[Location labeling records]
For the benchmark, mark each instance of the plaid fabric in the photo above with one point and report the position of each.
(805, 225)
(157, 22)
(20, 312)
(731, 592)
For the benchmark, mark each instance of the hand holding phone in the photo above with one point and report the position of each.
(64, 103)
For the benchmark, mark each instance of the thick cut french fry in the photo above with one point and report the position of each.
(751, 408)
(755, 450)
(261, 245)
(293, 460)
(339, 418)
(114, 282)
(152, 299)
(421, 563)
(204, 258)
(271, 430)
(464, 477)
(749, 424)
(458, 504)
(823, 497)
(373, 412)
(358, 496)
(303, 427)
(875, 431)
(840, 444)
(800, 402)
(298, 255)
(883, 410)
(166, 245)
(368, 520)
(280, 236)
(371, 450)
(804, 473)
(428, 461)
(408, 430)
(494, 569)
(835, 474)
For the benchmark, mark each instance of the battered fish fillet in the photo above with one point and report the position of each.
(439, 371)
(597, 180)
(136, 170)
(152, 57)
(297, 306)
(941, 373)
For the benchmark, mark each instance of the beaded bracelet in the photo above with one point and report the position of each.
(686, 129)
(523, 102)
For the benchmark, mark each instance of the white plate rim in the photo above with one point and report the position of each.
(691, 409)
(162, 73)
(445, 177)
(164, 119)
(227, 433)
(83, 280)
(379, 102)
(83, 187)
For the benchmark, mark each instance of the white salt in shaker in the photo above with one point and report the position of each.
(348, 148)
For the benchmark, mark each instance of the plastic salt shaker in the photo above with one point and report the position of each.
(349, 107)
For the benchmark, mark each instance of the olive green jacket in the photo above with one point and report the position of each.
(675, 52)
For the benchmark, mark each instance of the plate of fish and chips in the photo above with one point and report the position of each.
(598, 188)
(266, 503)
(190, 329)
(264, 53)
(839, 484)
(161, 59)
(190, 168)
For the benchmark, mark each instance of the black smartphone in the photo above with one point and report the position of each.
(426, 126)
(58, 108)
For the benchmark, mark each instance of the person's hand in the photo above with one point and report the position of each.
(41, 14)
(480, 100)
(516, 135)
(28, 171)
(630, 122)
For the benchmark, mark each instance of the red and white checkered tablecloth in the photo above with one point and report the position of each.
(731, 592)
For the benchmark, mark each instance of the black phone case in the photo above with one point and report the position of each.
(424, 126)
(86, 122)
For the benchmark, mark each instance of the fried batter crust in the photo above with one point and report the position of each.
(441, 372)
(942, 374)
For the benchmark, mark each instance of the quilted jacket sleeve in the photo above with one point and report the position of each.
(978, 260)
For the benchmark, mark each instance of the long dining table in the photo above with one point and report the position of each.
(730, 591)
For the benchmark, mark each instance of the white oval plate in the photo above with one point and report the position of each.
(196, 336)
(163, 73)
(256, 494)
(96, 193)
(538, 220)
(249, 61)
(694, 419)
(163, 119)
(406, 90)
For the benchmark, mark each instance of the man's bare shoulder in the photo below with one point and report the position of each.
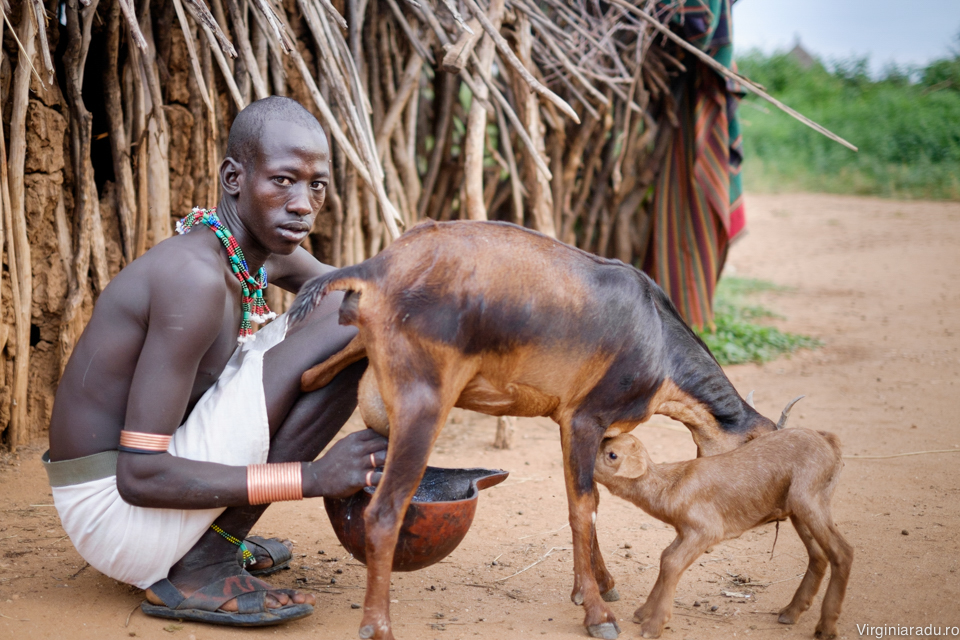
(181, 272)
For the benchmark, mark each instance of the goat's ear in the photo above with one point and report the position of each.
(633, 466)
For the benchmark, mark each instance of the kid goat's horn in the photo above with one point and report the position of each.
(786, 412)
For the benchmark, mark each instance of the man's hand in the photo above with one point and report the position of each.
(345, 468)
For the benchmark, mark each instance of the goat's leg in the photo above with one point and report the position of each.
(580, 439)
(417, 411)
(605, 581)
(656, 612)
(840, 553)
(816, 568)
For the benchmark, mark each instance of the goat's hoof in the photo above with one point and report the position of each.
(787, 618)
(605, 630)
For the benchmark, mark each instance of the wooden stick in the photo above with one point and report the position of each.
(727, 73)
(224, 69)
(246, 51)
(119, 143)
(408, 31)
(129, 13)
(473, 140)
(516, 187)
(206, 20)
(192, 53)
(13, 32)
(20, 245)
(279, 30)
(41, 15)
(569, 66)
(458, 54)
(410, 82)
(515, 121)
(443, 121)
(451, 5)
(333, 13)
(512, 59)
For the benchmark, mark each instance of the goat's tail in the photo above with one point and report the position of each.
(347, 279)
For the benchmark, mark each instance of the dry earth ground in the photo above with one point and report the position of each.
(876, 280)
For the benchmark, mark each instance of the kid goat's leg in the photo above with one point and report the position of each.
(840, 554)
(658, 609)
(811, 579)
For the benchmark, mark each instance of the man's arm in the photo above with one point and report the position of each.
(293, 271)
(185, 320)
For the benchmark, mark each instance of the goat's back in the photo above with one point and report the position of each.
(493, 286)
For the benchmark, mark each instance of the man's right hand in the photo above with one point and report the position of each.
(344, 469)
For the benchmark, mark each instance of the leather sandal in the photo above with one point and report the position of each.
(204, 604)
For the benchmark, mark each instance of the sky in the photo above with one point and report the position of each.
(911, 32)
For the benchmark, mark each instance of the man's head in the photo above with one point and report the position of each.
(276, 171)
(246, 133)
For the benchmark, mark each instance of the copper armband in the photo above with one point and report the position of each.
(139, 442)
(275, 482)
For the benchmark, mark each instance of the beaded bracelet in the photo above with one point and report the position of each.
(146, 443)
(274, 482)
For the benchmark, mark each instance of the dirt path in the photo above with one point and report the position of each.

...

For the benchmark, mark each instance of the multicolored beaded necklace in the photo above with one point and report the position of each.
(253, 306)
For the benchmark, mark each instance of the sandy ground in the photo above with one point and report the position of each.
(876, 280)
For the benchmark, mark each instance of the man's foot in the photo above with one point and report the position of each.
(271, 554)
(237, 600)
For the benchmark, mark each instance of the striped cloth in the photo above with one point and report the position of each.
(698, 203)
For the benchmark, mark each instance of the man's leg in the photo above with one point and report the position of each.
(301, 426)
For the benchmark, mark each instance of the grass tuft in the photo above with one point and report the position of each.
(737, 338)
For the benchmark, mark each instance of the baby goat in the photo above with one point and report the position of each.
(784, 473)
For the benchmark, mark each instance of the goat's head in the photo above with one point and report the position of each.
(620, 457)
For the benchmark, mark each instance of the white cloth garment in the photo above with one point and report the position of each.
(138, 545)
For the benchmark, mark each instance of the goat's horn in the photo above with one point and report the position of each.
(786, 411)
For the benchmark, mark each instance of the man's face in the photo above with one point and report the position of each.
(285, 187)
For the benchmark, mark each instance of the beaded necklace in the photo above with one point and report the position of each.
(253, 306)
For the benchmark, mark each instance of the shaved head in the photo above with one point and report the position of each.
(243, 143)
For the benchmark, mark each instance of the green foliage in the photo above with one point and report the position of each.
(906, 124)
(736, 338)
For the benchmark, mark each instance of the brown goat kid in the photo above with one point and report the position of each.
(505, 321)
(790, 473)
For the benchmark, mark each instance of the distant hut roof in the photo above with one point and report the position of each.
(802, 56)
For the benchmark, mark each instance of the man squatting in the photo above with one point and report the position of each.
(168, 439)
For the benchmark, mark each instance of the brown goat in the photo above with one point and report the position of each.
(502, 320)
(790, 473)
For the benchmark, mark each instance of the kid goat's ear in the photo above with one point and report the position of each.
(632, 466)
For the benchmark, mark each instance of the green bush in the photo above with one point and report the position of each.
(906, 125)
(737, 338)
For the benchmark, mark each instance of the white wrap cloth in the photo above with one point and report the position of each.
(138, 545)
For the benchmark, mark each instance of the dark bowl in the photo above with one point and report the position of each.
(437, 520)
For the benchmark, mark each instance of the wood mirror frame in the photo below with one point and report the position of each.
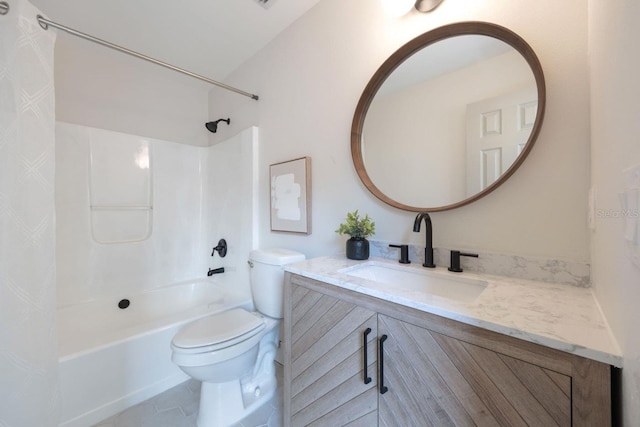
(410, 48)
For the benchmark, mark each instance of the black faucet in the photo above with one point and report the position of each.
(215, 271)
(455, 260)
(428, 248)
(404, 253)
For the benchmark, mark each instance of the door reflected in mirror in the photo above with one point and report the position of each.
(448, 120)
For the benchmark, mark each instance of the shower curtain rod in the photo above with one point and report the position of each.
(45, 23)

● Task directions
How many lines in the entries above contain the word "ground"? Give only the number.

● Full output
2